[Stored dataset items]
(begin)

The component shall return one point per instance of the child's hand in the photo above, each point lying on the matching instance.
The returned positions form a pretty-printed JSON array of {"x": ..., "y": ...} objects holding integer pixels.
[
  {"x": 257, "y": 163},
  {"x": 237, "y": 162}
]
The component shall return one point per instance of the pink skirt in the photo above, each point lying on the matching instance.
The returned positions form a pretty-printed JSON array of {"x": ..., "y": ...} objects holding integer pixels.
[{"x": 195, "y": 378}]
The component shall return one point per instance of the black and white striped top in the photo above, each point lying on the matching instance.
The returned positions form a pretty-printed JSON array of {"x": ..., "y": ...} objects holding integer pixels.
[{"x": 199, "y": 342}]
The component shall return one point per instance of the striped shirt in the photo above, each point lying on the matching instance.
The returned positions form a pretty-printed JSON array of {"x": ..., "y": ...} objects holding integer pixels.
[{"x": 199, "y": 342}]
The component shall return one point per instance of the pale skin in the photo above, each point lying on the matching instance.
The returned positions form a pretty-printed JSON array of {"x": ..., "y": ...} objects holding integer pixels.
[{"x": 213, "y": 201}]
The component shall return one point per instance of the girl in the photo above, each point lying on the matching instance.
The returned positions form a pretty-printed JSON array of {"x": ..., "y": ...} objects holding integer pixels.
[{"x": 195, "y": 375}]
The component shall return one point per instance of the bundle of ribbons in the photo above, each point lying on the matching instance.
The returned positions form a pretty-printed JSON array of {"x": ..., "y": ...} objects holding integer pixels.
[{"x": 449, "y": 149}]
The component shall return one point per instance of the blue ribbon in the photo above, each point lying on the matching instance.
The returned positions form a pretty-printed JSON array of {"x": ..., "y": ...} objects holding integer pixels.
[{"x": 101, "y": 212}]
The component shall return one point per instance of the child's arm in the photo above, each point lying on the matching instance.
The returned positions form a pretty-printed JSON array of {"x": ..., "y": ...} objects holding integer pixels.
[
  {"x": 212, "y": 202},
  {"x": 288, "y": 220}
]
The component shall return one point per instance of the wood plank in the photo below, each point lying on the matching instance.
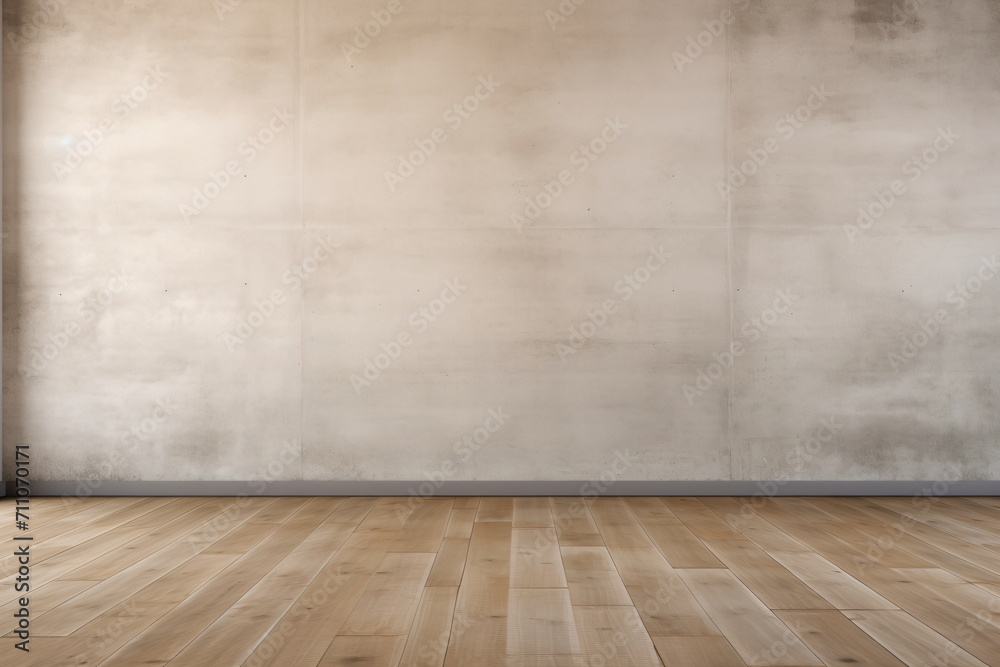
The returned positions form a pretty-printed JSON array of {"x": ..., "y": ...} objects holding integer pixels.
[
  {"x": 109, "y": 631},
  {"x": 115, "y": 540},
  {"x": 479, "y": 630},
  {"x": 617, "y": 524},
  {"x": 460, "y": 523},
  {"x": 449, "y": 564},
  {"x": 697, "y": 652},
  {"x": 574, "y": 523},
  {"x": 773, "y": 584},
  {"x": 307, "y": 628},
  {"x": 700, "y": 520},
  {"x": 78, "y": 611},
  {"x": 389, "y": 602},
  {"x": 593, "y": 578},
  {"x": 839, "y": 588},
  {"x": 616, "y": 635},
  {"x": 424, "y": 529},
  {"x": 535, "y": 561},
  {"x": 199, "y": 529},
  {"x": 675, "y": 541},
  {"x": 235, "y": 634},
  {"x": 805, "y": 509},
  {"x": 949, "y": 619},
  {"x": 532, "y": 513},
  {"x": 754, "y": 631},
  {"x": 427, "y": 640},
  {"x": 665, "y": 605},
  {"x": 356, "y": 650},
  {"x": 885, "y": 538},
  {"x": 540, "y": 622},
  {"x": 911, "y": 641},
  {"x": 496, "y": 509},
  {"x": 979, "y": 601},
  {"x": 929, "y": 515},
  {"x": 835, "y": 639},
  {"x": 168, "y": 635},
  {"x": 983, "y": 558}
]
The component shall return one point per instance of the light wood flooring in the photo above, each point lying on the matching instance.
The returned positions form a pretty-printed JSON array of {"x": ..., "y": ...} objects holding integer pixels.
[{"x": 522, "y": 582}]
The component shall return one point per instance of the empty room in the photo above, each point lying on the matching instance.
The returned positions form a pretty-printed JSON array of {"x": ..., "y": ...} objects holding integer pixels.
[{"x": 510, "y": 333}]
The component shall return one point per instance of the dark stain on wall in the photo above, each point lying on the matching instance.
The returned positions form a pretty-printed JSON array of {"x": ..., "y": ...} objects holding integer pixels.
[{"x": 887, "y": 19}]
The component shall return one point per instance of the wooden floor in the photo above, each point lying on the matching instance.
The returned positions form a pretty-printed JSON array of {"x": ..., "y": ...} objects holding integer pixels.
[{"x": 526, "y": 582}]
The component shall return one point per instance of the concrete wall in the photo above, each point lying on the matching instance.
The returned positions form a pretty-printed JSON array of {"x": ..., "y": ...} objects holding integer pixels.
[{"x": 682, "y": 240}]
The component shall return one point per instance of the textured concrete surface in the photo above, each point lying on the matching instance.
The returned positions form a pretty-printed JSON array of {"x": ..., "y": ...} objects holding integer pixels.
[{"x": 688, "y": 240}]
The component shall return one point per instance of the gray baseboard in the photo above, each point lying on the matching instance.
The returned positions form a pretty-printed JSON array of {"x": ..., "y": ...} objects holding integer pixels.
[{"x": 515, "y": 488}]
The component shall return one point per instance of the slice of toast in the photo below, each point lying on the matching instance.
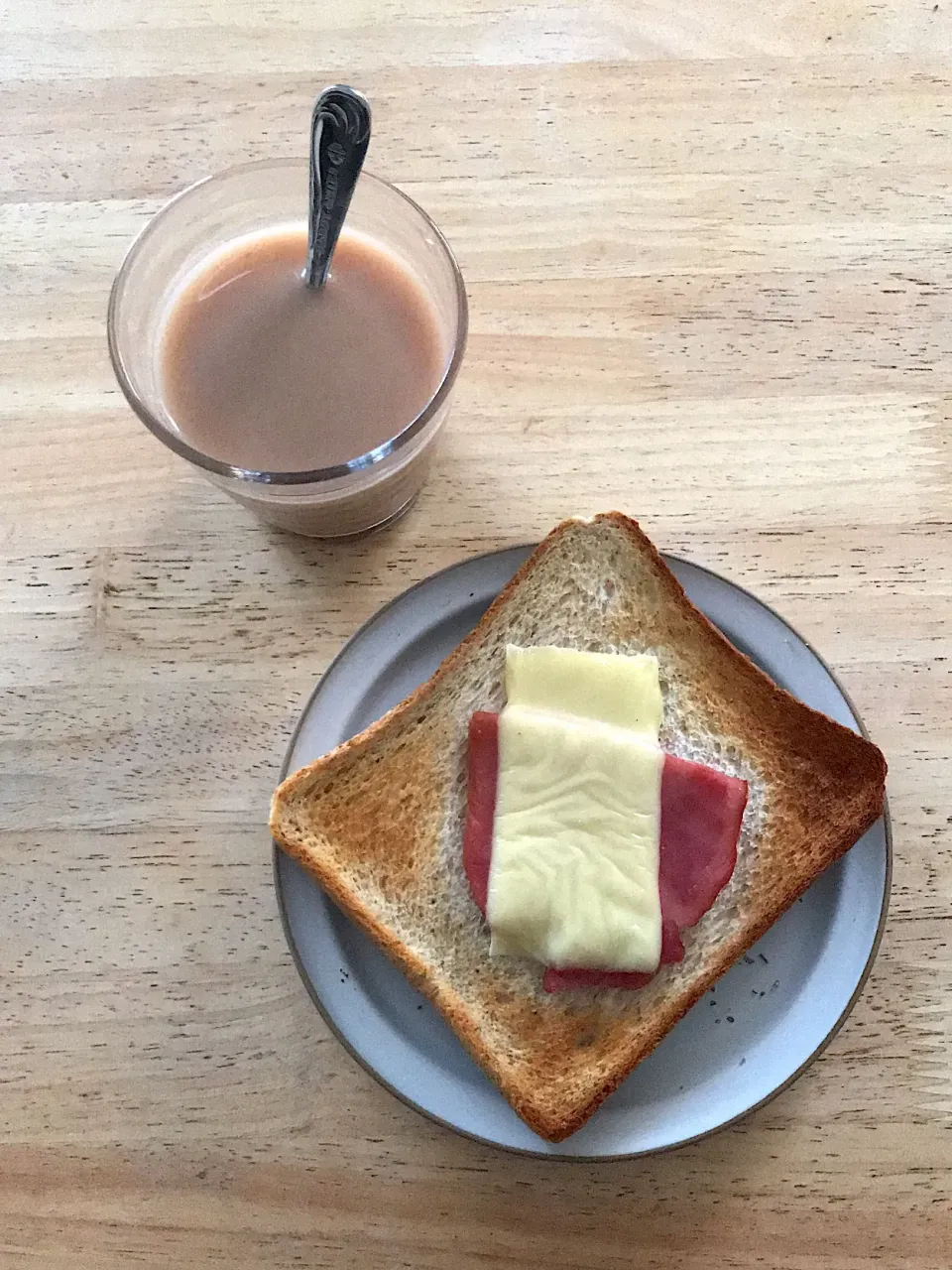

(end)

### Aim of the exercise
Rewrite all of the material above as a numbered list, one line per entry, with blank lines omitted. Leave the pictures out of your answer.

### Expected output
1. The component shall return one point per instance of the child's hand in the photo above, each point lying on the matching instance.
2. The returned positions form a pretty-printed JSON array of {"x": ..., "y": ...} objects holding integer pixels.
3. [
4.   {"x": 257, "y": 163},
5.   {"x": 237, "y": 162}
6. ]
7. The component shall return one point per instance of the pink skirt in the photo above, each point lying on the matching instance.
8. The returned positions form a pretty-printed JSON array of {"x": ..., "y": ...} objects holding integer pixels.
9. [{"x": 195, "y": 378}]
10. The component shall return one point per instance of the black and white striped top in the photo above, each point lying on the matching instance.
11. The returned positions form a pretty-printed JSON array of {"x": ..., "y": ...} objects holding integer pixels.
12. [{"x": 199, "y": 342}]
13. The component shall return one point per instance of the striped shirt in the photo above, each point lying on the matching instance.
14. The returned positions form a pretty-printed JSON array of {"x": ..., "y": ...} objects holding integer pixels.
15. [{"x": 199, "y": 342}]
16. The component shall return one point per instance of the pale skin in the photo above, each point lying on the matching instance.
17. The returned positions form a pretty-printed JSON array of {"x": ..., "y": ...} objects holding integer pixels.
18. [{"x": 213, "y": 201}]
19. The component shall return one point per instance of the girl in the photo above, each point lying on the matching instance.
20. The returned positions form a pretty-printed JSON array of {"x": ..., "y": ...} objects holding integer pixels.
21. [{"x": 195, "y": 375}]
22. The component shall return one point per instance of the bundle of ribbons in the photo above, each point lying on the matching instance.
23. The returned positions form a pretty-printed JSON array of {"x": ..., "y": ...} objects holding integer pixels.
24. [{"x": 449, "y": 149}]
25. The component shall return one point per instance of the blue ribbon in the photo above, each point lying on the matching instance.
26. The returned positions form a pretty-printed JSON array of {"x": ..., "y": ...} objects holding integer pixels.
27. [{"x": 101, "y": 212}]
28. The component shall return one point per instance of the child's arm in the photo above, each point lying on the matching instance.
29. The returned positions form a pretty-printed JSON array of {"x": ..., "y": ...} objects holding integer pixels.
30. [
31.   {"x": 212, "y": 202},
32.   {"x": 288, "y": 220}
33. ]
34. The component shall return one point per instance of the wood plank in the photo below, each point lying on the matching instance.
35. The returned positions form a pretty-printed JSON array of {"x": ..., "y": ...} objects holding integer pixels.
36. [
37.   {"x": 109, "y": 631},
38.   {"x": 115, "y": 540},
39.   {"x": 479, "y": 630},
40.   {"x": 617, "y": 524},
41.   {"x": 460, "y": 523},
42.   {"x": 449, "y": 564},
43.   {"x": 697, "y": 652},
44.   {"x": 574, "y": 523},
45.   {"x": 773, "y": 584},
46.   {"x": 307, "y": 628},
47.   {"x": 700, "y": 520},
48.   {"x": 78, "y": 611},
49.   {"x": 389, "y": 602},
50.   {"x": 593, "y": 578},
51.   {"x": 839, "y": 588},
52.   {"x": 616, "y": 635},
53.   {"x": 424, "y": 529},
54.   {"x": 535, "y": 561},
55.   {"x": 199, "y": 529},
56.   {"x": 675, "y": 541},
57.   {"x": 235, "y": 634},
58.   {"x": 805, "y": 509},
59.   {"x": 949, "y": 619},
60.   {"x": 532, "y": 513},
61.   {"x": 754, "y": 631},
62.   {"x": 427, "y": 640},
63.   {"x": 665, "y": 605},
64.   {"x": 356, "y": 650},
65.   {"x": 885, "y": 538},
66.   {"x": 540, "y": 622},
67.   {"x": 911, "y": 641},
68.   {"x": 496, "y": 509},
69.   {"x": 979, "y": 601},
70.   {"x": 929, "y": 515},
71.   {"x": 835, "y": 639},
72.   {"x": 168, "y": 635},
73.   {"x": 983, "y": 558}
74. ]
75. The component shall return one point per instance of the light wood flooring in the photo above, each point lying on the matching instance.
76. The returned positions form a pretty-printed JSON array of {"x": ..., "y": ...} objects holding integer pixels.
77. [{"x": 522, "y": 582}]
78. The component shall return one point per instance of the empty room in the photo above, each point lying on the matching instance.
79. The returned positions form a pretty-printed JSON array of {"x": ..., "y": ...} objects holding integer pixels.
80. [{"x": 510, "y": 333}]
81. The component shall return one point per instance of the dark stain on wall in the photo above, each point lying on the matching instance.
82. The returned positions form a pretty-printed JSON array of {"x": ..., "y": ...} objects holding integer pixels.
83. [{"x": 887, "y": 19}]
84. The component shall return one point per instance of the wooden floor in the photo above, each point lying on the matching instance.
85. The returned positions form a pretty-printed JSON array of {"x": ..., "y": ...} objects holding integer pixels.
86. [{"x": 526, "y": 582}]
87. The component shall return one point per instance of the concrete wall in the photo above, each point lying on the matching instance.
88. The returned positions form a pretty-printed JSON array of {"x": ..., "y": ...} objects holding integer pixels.
89. [{"x": 682, "y": 240}]
90. The component shall return one point per instance of the textured concrete surface in the photo above, each point lying on the matching instance.
91. The returned positions form a pretty-printed JSON array of {"x": ..., "y": ...} objects holding integer pixels.
92. [{"x": 688, "y": 240}]
93. The component shall return one point per instance of the gray baseboard in the photo above, each point lying on the matching instance.
94. The returned positions form a pretty-printed JSON array of {"x": ..., "y": ...} objects holding integer pixels.
95. [{"x": 515, "y": 488}]
96. The component shall return one point per instance of the slice of toast in the photo below, each point lying on the matching instance.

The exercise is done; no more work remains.